═══ Materials provided ═══

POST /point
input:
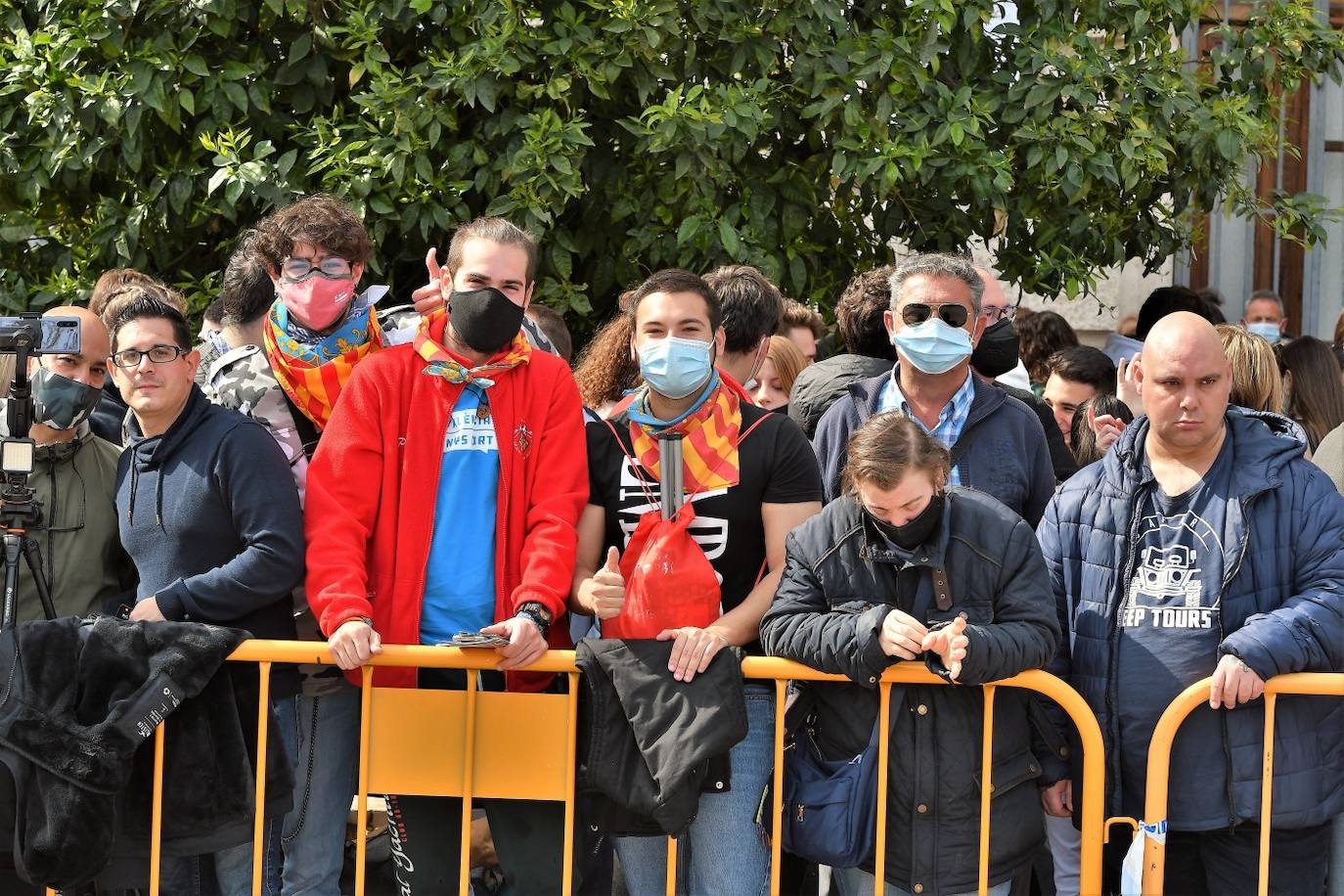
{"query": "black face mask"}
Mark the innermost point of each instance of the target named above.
(996, 353)
(915, 532)
(485, 319)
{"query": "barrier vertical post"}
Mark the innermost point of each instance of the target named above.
(987, 787)
(1266, 791)
(157, 823)
(777, 802)
(366, 701)
(259, 798)
(879, 859)
(464, 872)
(570, 762)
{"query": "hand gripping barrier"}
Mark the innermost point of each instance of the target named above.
(1159, 762)
(444, 743)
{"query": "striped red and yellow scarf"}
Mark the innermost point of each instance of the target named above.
(441, 363)
(708, 442)
(313, 385)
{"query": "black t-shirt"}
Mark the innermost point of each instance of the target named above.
(777, 467)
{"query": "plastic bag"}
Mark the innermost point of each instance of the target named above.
(668, 580)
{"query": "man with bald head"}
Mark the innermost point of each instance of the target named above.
(1204, 544)
(74, 478)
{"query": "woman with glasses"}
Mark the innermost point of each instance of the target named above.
(906, 567)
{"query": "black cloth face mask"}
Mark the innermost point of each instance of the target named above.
(996, 353)
(485, 319)
(915, 532)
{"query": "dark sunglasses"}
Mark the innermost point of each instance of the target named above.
(952, 315)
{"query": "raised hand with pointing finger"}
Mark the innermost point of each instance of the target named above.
(604, 594)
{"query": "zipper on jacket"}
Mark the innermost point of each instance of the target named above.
(1222, 636)
(1111, 677)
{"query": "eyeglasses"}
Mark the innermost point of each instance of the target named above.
(130, 357)
(995, 313)
(331, 267)
(952, 315)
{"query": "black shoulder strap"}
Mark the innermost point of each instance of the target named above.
(941, 593)
(306, 430)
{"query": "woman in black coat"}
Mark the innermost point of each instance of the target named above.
(859, 594)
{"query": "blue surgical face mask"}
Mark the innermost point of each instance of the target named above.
(933, 347)
(1265, 330)
(675, 367)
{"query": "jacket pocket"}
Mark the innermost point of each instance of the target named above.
(1010, 771)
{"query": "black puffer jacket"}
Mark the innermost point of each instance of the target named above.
(840, 580)
(822, 384)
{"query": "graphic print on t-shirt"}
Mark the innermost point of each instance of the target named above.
(1178, 557)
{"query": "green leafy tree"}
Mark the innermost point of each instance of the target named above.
(800, 136)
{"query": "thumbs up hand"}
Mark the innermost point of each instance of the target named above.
(951, 644)
(430, 295)
(606, 587)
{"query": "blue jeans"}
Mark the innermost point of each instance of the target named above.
(855, 881)
(723, 852)
(227, 872)
(326, 778)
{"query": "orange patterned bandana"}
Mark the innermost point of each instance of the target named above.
(312, 384)
(444, 364)
(708, 442)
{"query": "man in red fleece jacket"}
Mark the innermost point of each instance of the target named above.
(444, 497)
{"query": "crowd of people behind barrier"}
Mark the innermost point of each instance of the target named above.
(953, 481)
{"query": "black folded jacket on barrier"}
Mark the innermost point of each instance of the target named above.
(79, 700)
(650, 744)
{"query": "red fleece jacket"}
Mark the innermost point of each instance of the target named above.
(373, 482)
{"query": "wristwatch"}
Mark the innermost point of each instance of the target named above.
(539, 615)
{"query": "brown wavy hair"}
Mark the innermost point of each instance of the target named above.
(605, 370)
(319, 219)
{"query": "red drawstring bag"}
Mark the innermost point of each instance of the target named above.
(668, 580)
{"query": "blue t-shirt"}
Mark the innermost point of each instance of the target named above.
(1168, 623)
(460, 571)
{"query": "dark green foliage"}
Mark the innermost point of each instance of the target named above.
(796, 135)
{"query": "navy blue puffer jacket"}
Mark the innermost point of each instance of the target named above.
(1282, 610)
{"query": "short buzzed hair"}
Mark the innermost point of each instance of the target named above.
(1085, 364)
(751, 305)
(498, 231)
(675, 280)
(938, 265)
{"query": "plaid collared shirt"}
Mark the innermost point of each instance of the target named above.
(952, 420)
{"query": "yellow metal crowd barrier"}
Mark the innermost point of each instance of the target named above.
(445, 743)
(1159, 762)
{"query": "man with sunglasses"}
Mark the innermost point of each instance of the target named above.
(998, 443)
(210, 515)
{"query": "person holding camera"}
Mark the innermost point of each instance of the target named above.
(74, 481)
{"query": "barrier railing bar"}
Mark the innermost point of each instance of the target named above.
(879, 857)
(562, 661)
(781, 698)
(157, 812)
(1164, 735)
(464, 870)
(259, 797)
(987, 787)
(570, 760)
(366, 704)
(1266, 791)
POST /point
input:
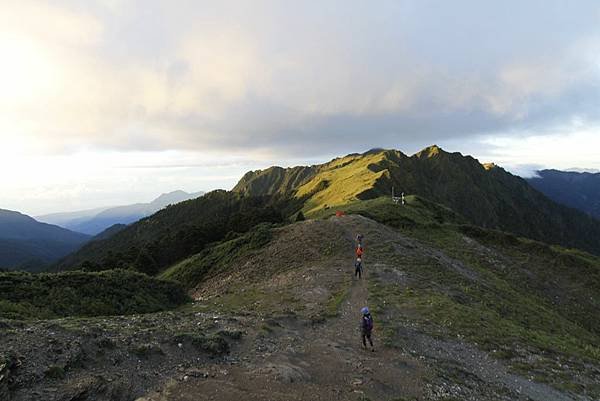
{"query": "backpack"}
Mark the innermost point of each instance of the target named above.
(368, 322)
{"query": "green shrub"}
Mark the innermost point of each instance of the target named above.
(111, 292)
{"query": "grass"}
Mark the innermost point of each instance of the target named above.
(506, 304)
(415, 212)
(343, 181)
(112, 292)
(190, 272)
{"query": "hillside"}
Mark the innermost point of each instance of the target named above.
(486, 195)
(460, 313)
(114, 292)
(31, 244)
(579, 190)
(178, 231)
(94, 221)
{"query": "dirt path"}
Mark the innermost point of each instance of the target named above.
(296, 360)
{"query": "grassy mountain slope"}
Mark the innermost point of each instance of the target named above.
(115, 292)
(461, 313)
(485, 195)
(577, 190)
(177, 232)
(433, 284)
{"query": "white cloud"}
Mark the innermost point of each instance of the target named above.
(272, 79)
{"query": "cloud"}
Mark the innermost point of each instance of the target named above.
(305, 78)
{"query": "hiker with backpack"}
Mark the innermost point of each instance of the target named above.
(358, 268)
(366, 328)
(359, 252)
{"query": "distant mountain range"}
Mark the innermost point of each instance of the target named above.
(483, 195)
(95, 221)
(579, 190)
(28, 244)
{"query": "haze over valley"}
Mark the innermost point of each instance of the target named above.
(261, 200)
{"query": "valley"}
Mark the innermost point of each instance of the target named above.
(281, 323)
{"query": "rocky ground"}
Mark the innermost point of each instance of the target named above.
(283, 326)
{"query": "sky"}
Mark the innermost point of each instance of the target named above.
(111, 102)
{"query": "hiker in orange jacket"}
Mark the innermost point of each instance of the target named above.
(359, 252)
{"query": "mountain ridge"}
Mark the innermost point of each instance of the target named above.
(26, 242)
(579, 190)
(94, 221)
(487, 195)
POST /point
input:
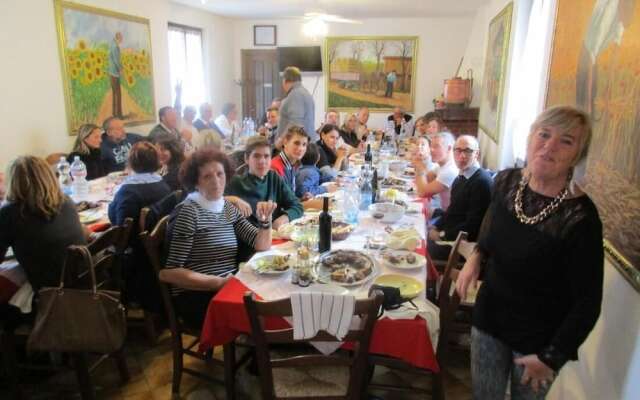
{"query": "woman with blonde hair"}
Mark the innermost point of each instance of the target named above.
(37, 221)
(87, 147)
(540, 246)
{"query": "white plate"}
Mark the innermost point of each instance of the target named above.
(255, 264)
(325, 275)
(90, 216)
(403, 264)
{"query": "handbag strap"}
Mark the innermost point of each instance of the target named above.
(85, 255)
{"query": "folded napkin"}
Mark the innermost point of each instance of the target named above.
(23, 298)
(98, 226)
(316, 311)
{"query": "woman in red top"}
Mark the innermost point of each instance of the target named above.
(287, 161)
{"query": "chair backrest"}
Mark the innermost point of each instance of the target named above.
(258, 310)
(153, 243)
(106, 252)
(448, 299)
(150, 215)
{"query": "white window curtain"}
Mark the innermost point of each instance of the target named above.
(529, 77)
(186, 64)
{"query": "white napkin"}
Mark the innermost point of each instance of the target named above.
(23, 298)
(316, 311)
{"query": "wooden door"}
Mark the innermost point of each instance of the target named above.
(260, 81)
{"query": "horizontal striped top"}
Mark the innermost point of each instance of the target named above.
(206, 242)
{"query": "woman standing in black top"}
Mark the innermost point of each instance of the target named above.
(348, 131)
(541, 247)
(170, 155)
(140, 189)
(87, 147)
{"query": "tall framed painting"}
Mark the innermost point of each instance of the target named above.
(494, 76)
(107, 67)
(373, 71)
(595, 66)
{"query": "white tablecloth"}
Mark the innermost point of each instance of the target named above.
(272, 287)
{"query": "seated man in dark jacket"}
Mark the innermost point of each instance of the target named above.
(470, 197)
(260, 183)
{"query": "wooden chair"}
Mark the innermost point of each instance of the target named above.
(150, 215)
(448, 302)
(103, 253)
(153, 242)
(356, 364)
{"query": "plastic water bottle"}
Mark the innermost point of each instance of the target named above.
(79, 186)
(350, 203)
(366, 191)
(252, 127)
(64, 179)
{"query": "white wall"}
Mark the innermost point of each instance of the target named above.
(609, 360)
(33, 110)
(474, 59)
(442, 42)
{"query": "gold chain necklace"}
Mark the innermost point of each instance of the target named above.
(545, 212)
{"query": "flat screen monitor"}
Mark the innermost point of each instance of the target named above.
(308, 58)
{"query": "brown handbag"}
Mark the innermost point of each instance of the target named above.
(79, 320)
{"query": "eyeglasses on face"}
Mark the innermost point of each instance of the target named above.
(467, 152)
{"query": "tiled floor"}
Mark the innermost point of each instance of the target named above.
(150, 368)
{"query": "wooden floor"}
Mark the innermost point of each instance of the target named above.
(151, 373)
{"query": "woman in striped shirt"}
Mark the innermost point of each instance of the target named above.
(204, 234)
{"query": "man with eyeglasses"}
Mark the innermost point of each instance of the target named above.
(470, 197)
(436, 183)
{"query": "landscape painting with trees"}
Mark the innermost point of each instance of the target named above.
(377, 72)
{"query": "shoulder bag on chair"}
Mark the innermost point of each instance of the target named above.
(74, 320)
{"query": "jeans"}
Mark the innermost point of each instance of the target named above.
(491, 367)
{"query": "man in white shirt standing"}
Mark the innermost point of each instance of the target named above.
(226, 122)
(437, 182)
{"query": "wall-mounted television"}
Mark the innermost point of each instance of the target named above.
(307, 58)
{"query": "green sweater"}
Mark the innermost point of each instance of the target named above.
(252, 189)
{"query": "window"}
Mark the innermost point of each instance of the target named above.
(186, 64)
(529, 78)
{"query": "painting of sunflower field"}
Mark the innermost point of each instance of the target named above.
(106, 64)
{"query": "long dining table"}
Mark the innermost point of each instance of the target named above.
(408, 334)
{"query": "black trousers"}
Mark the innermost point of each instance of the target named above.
(192, 306)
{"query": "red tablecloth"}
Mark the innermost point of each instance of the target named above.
(405, 339)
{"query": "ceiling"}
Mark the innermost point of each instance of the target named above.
(355, 9)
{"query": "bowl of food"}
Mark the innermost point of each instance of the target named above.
(340, 230)
(388, 213)
(398, 166)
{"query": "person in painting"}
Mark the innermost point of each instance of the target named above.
(115, 71)
(391, 80)
(606, 26)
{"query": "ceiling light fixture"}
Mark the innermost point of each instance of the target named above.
(315, 27)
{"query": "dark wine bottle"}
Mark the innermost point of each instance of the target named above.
(374, 186)
(368, 157)
(324, 237)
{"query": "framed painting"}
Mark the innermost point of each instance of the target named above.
(495, 65)
(107, 67)
(376, 71)
(595, 66)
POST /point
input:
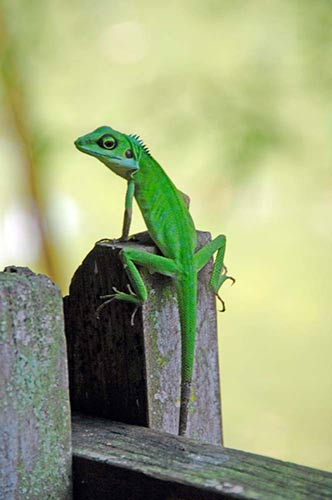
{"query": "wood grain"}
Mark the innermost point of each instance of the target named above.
(35, 440)
(131, 373)
(113, 460)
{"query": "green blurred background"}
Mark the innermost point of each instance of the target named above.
(234, 99)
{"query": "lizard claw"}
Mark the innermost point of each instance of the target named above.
(222, 303)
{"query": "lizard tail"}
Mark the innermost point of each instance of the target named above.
(187, 300)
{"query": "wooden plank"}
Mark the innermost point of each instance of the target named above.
(131, 373)
(114, 460)
(35, 440)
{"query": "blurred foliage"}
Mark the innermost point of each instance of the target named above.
(234, 99)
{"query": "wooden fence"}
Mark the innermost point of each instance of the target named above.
(119, 439)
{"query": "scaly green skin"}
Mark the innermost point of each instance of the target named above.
(171, 228)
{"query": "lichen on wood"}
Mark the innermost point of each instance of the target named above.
(131, 373)
(35, 442)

═══

Work to complete ->
Lines that contain "chair" should be pulled from the entries above and reported.

Result of the task ->
{"query": "chair backrest"}
{"query": "wooden chair"}
{"query": "shoulder bag on chair"}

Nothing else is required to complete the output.